## TRECHO
=======

O Hezbollah tem disparado foguetes contra o norte de Israel desde o início da guerra de Israel contra o Hamas, provocando ataques aéreos israelenses e fogo de artilharia no sul do Líbano, mas até agora o grupo tem evitado realizar um grande ataque. Desde a última guerra entre Israel e o Hezbollah, em 2006, o grupo ficou mais forte e mais bem armado, com cerca de 100.000 foguetes e mísseis em seu arsenal, segundo autoridades israelenses. O Hezbollah também tem muitos combatentes que aprimoraram suas habilidades na luta contra o Estado Islâmico na Síria.
O governo Biden também está realizando uma campanha paralela de dissuasão diplomática e militar para tentar impedir que o Hezbollah entre em guerra contra Israel. Se isso acontecesse, o Irã poderia decidir entrar na briga, tornando o conflito regional, embora as autoridades dos EUA avaliem que o Irã, por enquanto, não quer entrar em tal guerra.
Blinken e os seus colegas têm transmitido mensagens ao Irã e ao Hezbollah através do Catar, da China e de outras nações para dizer aos adversários de Israel que fiquem fora da guerra do Hamas. O Pentágono enviou dois porta-aviões para o Mediterrâneo Oriental e aumentou as tropas na área como medida de dissuasão.
O debate entre as autoridades israelenses sobre atacar ou não o Hezbollah tem ecos do esforço do governo Bush para invadir o Iraque após os ataques de 11 de setembro, mesmo quando ainda estava travando uma guerra no Afeganistão, onde a Al Qaeda, o grupo terrorista que realizou esses ataques, estava sediado.
Biden disse três frases notáveis em seu discurso em Tel Aviv que se referiam aos “erros” dos Estados Unidos após os ataques de 11 de setembro.
“Eu o aconselho: Enquanto você sentir essa raiva, não se deixe consumir por ela”, disse Biden. “Depois do 11 de setembro, ficamos furiosos nos Estados Unidos. E, embora tenhamos buscado e obtido justiça, também cometemos erros.”

=======

Escreva a continuação do trecho sobre o Hezbollah e a diplomacia dos EUA, começando logo depois da última frase apresentada.

## REGISTROS LISTADOS

=======

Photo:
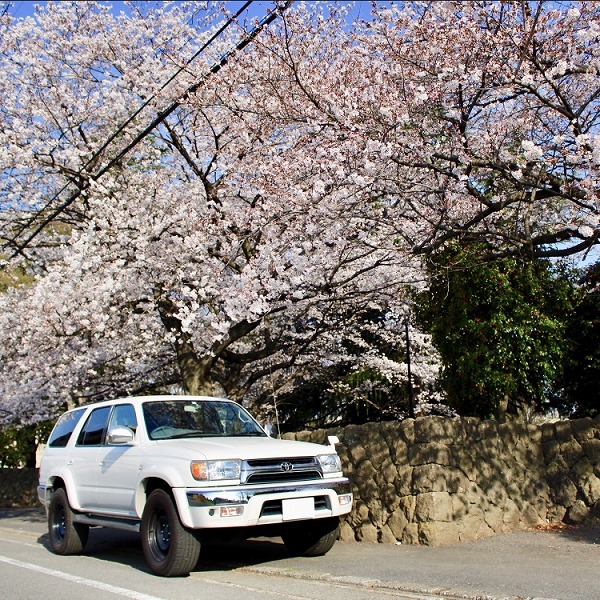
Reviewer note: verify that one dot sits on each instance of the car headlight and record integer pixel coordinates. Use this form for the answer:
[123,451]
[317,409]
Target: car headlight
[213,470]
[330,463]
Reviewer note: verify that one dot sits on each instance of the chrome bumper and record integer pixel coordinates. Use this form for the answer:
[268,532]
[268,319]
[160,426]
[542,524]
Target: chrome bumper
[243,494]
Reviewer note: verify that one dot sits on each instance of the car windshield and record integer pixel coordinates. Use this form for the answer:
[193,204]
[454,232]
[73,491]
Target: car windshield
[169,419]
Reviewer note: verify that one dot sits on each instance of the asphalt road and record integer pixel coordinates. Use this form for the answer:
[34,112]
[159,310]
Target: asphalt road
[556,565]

=======

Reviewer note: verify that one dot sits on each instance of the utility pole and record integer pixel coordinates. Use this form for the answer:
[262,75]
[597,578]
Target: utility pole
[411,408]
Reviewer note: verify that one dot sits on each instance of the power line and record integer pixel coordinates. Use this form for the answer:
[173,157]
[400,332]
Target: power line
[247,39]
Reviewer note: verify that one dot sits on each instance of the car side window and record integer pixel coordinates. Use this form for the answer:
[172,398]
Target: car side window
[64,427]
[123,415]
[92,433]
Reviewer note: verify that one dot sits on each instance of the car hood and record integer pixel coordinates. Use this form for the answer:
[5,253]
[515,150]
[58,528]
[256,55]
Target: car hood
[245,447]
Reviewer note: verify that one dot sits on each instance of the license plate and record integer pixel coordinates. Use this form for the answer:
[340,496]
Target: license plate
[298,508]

=======

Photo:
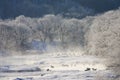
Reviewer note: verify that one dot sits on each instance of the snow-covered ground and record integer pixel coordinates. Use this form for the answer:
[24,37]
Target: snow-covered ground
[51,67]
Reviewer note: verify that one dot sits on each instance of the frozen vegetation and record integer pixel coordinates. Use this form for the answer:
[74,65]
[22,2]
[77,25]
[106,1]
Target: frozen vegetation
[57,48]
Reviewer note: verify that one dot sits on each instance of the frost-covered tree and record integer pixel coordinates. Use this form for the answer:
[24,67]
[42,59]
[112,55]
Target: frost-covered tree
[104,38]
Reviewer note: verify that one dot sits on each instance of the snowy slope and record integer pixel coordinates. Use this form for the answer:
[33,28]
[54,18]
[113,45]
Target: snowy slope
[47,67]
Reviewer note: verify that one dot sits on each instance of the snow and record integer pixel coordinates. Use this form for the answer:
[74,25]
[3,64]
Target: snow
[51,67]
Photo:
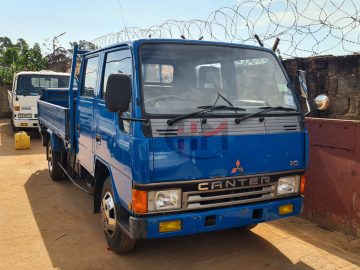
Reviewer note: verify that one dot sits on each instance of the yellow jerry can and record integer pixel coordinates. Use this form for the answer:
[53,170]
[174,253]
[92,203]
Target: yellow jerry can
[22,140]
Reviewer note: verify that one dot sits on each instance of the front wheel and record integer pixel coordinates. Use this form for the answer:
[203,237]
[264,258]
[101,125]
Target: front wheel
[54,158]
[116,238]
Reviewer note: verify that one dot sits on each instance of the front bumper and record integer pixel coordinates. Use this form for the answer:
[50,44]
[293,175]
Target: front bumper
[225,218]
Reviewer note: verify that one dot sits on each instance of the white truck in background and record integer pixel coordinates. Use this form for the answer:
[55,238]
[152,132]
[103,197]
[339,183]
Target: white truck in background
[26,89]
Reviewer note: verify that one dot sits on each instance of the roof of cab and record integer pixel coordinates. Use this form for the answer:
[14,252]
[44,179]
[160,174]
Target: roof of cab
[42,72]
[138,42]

=======

## RESULTADO DO EXERCÍCIO
Pouco antes da visita de Biden a Tel Aviv na quarta-feira, Victoria Nuland, a terceira autoridade do Departamento de Estado, e outros diplomatas seniores disseram a um pequeno grupo de legisladores dos EUA que o governo Biden estava preocupado com a possibilidade de Israel ampliar a guerra fazendo um grande ataque ao Hezbollah e outros grupos armados, disse uma autoridade com conhecimento da reunião. Os diplomatas disseram que estavam preocupados com o fato de que algumas autoridades israelenses, incluindo Netanyahu e Gallant, estavam cegas de raiva por causa das atrocidades cometidas pelos combatentes do Hamas durante o ataque de 7 de outubro, disse a autoridade.
Os diplomatas disseram aos legisladores que esse foi um dos motivos pelos quais a reunião de Blinken com Netanyahu e o gabinete de guerra israelense, que começou na noite de segunda-feira, se arrastou por sete horas e meia até a manhã de terça-feira.
Após os ataques de 7 de outubro, Gallant anunciou um “cerco completo a Gaza”, cortando água, eletricidade e alimentos, indo muito além do bloqueio naval imposto há 16 anos. “Estamos lutando contra animais humanos”, disse ele. O bombardeio de Israel após os ataques do Hamas resultou na morte de milhares de palestinos e no deslocamento de mais de um milhão de pessoas. Israel ordenou que todos os residentes do norte de Gaza se dirigissem para o sul antes de uma esperada invasão terrestre. Mas, desde então, Israel tem bombardeado as áreas de Khan Younis e Rafah, ao sul.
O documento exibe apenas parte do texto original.